Stored dataset items
══════════

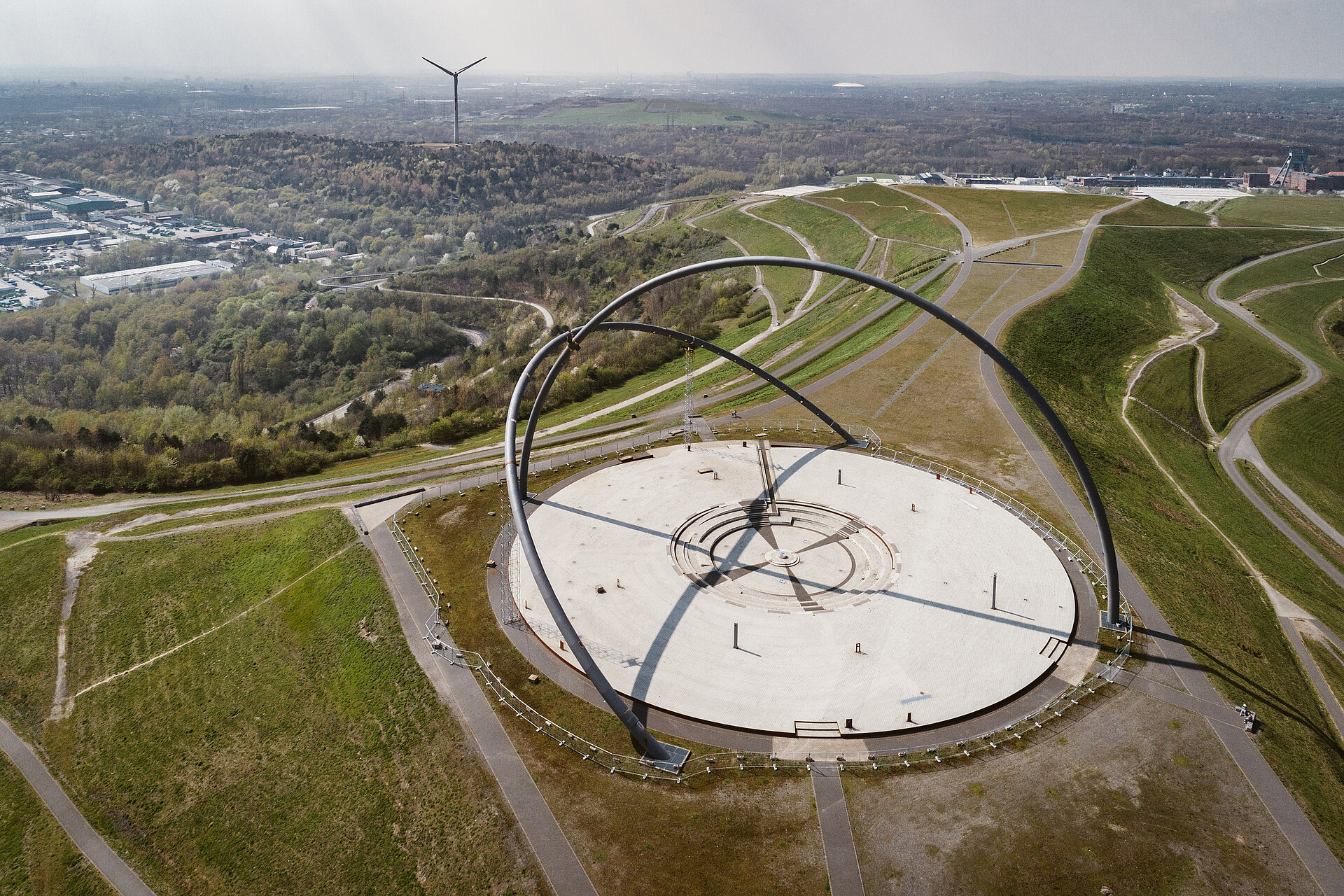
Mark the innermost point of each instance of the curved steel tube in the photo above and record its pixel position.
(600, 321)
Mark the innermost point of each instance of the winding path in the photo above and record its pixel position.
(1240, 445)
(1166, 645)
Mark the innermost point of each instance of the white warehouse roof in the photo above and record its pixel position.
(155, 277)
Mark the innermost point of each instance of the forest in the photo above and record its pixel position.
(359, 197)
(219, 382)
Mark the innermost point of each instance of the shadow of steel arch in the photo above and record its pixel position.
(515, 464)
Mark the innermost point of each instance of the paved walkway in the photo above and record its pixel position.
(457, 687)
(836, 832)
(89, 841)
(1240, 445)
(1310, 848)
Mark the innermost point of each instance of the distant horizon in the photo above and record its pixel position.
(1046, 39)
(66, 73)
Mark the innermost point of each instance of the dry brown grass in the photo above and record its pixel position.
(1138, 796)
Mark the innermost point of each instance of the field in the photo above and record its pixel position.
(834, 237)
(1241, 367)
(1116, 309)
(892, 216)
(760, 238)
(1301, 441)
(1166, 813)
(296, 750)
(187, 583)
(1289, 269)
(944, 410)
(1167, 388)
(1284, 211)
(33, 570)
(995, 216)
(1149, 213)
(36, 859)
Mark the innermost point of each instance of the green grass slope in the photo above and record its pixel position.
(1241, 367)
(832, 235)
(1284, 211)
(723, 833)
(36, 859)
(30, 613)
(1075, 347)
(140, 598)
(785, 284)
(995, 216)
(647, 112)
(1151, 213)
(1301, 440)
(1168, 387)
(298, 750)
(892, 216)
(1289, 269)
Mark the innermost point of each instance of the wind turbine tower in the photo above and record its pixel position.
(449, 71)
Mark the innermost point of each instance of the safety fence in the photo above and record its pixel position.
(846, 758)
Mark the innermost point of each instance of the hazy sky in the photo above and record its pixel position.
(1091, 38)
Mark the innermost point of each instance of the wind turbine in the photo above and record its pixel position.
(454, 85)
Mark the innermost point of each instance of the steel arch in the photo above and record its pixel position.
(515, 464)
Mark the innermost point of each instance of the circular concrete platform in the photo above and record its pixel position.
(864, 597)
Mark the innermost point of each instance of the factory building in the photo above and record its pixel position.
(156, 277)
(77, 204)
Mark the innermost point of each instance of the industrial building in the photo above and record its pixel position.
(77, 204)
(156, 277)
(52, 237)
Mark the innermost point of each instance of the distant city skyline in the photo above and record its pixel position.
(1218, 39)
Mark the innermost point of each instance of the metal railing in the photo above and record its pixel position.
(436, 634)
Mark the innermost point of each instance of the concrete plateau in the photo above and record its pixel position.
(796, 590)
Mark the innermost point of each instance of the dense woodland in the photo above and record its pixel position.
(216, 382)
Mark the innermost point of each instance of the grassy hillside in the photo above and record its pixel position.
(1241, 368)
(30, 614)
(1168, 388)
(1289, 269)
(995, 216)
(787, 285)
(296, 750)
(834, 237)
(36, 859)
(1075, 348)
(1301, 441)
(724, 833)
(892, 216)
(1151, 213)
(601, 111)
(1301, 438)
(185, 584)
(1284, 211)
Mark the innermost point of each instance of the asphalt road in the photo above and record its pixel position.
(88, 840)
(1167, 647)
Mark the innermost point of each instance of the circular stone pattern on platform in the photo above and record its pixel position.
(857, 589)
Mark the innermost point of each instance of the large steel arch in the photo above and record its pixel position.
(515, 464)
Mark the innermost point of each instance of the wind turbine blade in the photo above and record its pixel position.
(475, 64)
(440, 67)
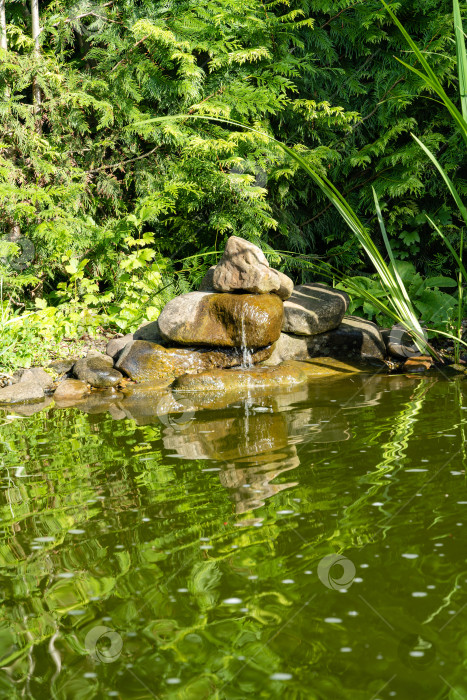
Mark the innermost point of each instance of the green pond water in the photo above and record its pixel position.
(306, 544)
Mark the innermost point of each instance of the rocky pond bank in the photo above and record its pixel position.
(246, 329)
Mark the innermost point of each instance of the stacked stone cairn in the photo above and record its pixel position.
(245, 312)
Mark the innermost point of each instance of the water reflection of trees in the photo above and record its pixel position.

══════════

__The problem__. Please repeat the records above, every line exactly, but leave out the pictures.

__Final result__.
Mark the innermost point of each instance of the curved steel tube in the photo above and record its pixel position.
(600, 321)
Mark the innermost point of each instance of the winding path in the photo above and record its pixel position.
(1240, 445)
(1166, 645)
Mark the innermost point of each instance of the white warehouse roof in the photo above and record its pixel position.
(155, 277)
Mark the innermost point of each instance of the forest in the photo above and record its pixel position.
(359, 197)
(219, 382)
Mark the innermost point of each instance of the shadow of steel arch in the photo above and record its pixel position.
(515, 464)
Mark the innermost point of each instance of the paved walkway in the photo above and record its pixel position.
(457, 687)
(836, 832)
(89, 841)
(1240, 445)
(1310, 848)
Mark the innermost point of each instance of the distant horizon in the photo above and record its pixel position.
(1046, 39)
(66, 73)
Mark the innermost point of each instance of the dry brown grass in the photo above and record its pixel position.
(1138, 796)
Mark the innermost point of each instance of the field in the photo above and record its pixel position.
(834, 237)
(1241, 367)
(1116, 309)
(892, 216)
(760, 238)
(1301, 441)
(1166, 813)
(296, 750)
(187, 583)
(1289, 269)
(944, 410)
(1167, 388)
(1284, 211)
(33, 570)
(995, 216)
(1149, 213)
(36, 859)
Mark the innermost point of each instance of the green grass slope in the photo above and record its pixel position.
(1241, 367)
(832, 235)
(1284, 211)
(723, 833)
(36, 859)
(30, 613)
(1075, 347)
(140, 598)
(785, 284)
(995, 216)
(647, 112)
(1151, 213)
(1301, 440)
(1168, 387)
(298, 750)
(892, 216)
(1289, 269)
Mark the innermost point of each instance of the wind turbine tower in the photo above and record its pixel position.
(449, 71)
Mark the innermost point of each instance of the safety fence in the photo above and record its pixel position.
(846, 758)
Mark the innermost point of each instance of the hazy sky in the photo above and record its pixel position.
(1091, 38)
Mark the innermost point of each instance of the wind turbine in the photo above and record its pixel position.
(454, 85)
Mark the innermost point of each instance of the steel arch in the photo above and record its pixel position.
(515, 464)
Mark the innermost point of each instance of the circular concrete platform in the photo above and record its pixel position.
(864, 597)
Mark the innermost point of each instance of the factory building in the photo above and record its pixel position.
(156, 277)
(77, 204)
Mark the innermost point of each instance of the industrial building in the photo above and record its pixel position.
(77, 204)
(156, 277)
(52, 237)
Mark the innermost point of each instance of the distant city skyline in the photo above and record its pixel position.
(1218, 39)
Mark the innermost point of each instance of the metal railing in the photo above and record its pixel position.
(436, 634)
Mark the innermost point of each instance of the concrete plateau in the photo above and record its pixel position.
(796, 590)
Mark the innermost point of each instance of the dense woodland in the photo above and record its pixel position.
(216, 382)
Mark the innermost point of each instance of the grassy hillside in the photo above and record its pixel position.
(1241, 368)
(30, 614)
(1168, 388)
(1289, 269)
(995, 216)
(787, 285)
(296, 750)
(834, 237)
(36, 859)
(1075, 348)
(1301, 441)
(724, 833)
(892, 216)
(1151, 213)
(601, 111)
(1301, 438)
(185, 584)
(1284, 211)
Mark the innermost point of each instance of the asphalt road in the photo above and record its pixel position.
(88, 840)
(1167, 647)
Mark the innermost point of each instance of the circular stone pattern on platform in the photo above and record its pixel position.
(857, 589)
Mark the innermost point of each instance of the large steel arch in the photo above and record its pixel position.
(515, 464)
Mark the innermost point of each instance of the wind turbine blade in the photo above and record its pixel position.
(475, 64)
(440, 67)
Mark the innermost point of each instance of the green pond water in the photo above and record its pixel position.
(306, 544)
Mark the innermost point of each instance of the rocky pond bank in the photo above and record its pixel position.
(246, 329)
Mark the innermost point of each instance of the stacked stone cairn in the photo above and record its pixel position.
(245, 312)
Mark the innermost point of each instance of the water reflection of trees in the photo above and record its pixel position.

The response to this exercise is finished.